■ PROBLEM DESCRIPTION: Reproduce word for word the passage of the short story forum post that begins with the words containing "Here's a short" and ends with "was absolutely enchanting.".

# Guises (not fantasy)



## Lady_of_Gondor (Dec 14, 2005)

Here's a short story I wrote a while back about a chance encounter and the delusions that come with new relationships. What do you think? Suggestions for improvement? It's written from the point of view of the guy - not me.

She was beautiful that night, in all her congeniality and laughter. For a moment in time, I think I really felt something. I don’t know what it was about her, but I think it was the carefree persona that she let me believe was truly hers. I guess we all have guises. Hers was absolutely enchanting.

■ LISTED ENTRIES:
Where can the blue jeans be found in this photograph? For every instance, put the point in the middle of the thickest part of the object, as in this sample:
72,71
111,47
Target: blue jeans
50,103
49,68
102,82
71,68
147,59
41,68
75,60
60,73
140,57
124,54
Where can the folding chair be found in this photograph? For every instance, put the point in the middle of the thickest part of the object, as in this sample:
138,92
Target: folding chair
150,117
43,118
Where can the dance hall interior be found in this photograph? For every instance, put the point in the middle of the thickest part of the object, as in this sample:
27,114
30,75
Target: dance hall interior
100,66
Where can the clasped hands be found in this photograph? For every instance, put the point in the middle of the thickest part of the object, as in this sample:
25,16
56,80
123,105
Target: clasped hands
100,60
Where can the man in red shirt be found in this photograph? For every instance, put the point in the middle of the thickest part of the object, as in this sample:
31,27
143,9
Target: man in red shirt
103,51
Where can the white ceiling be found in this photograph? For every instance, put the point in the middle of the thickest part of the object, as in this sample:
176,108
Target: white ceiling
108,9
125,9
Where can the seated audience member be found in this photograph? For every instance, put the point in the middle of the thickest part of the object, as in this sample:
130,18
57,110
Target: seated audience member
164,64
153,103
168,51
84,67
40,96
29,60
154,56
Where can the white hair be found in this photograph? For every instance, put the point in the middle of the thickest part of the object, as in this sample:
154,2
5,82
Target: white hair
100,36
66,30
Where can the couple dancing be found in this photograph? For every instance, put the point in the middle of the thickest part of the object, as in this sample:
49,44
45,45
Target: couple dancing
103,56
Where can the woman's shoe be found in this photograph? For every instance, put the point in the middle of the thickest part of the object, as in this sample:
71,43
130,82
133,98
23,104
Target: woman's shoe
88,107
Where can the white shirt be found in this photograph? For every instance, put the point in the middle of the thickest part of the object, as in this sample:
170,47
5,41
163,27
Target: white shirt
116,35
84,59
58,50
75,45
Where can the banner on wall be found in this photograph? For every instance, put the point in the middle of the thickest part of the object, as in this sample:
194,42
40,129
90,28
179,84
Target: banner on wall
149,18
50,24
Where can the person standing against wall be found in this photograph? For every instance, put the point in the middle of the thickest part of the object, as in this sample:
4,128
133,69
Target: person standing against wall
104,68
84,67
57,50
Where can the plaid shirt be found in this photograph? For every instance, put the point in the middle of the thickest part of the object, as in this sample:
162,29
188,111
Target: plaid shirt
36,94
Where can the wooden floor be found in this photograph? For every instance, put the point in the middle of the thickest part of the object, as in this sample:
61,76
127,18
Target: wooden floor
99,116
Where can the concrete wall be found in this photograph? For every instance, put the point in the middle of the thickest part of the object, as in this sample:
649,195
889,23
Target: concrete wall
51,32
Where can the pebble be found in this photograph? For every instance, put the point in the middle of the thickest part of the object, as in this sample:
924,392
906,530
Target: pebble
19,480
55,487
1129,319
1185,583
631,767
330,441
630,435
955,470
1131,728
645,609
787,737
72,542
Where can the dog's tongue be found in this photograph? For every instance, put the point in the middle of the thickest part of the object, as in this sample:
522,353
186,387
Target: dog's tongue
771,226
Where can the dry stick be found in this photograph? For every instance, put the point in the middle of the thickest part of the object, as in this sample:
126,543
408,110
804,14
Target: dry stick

■ RIGHT ANSWER:
Here's a short story I wrote a while back about a chance encounter and the delusions that come with new relationships. What do you think? Suggestions for improvement? It's written from the point of view of the guy - not me.

She was beautiful that night, in all her congeniality and laughter. For a moment in time, I think I really felt something. I don’t know what it was about her, but I think it was the carefree persona that she let me believe was truly hers. I guess we all have guises. Hers was absolutely enchanting.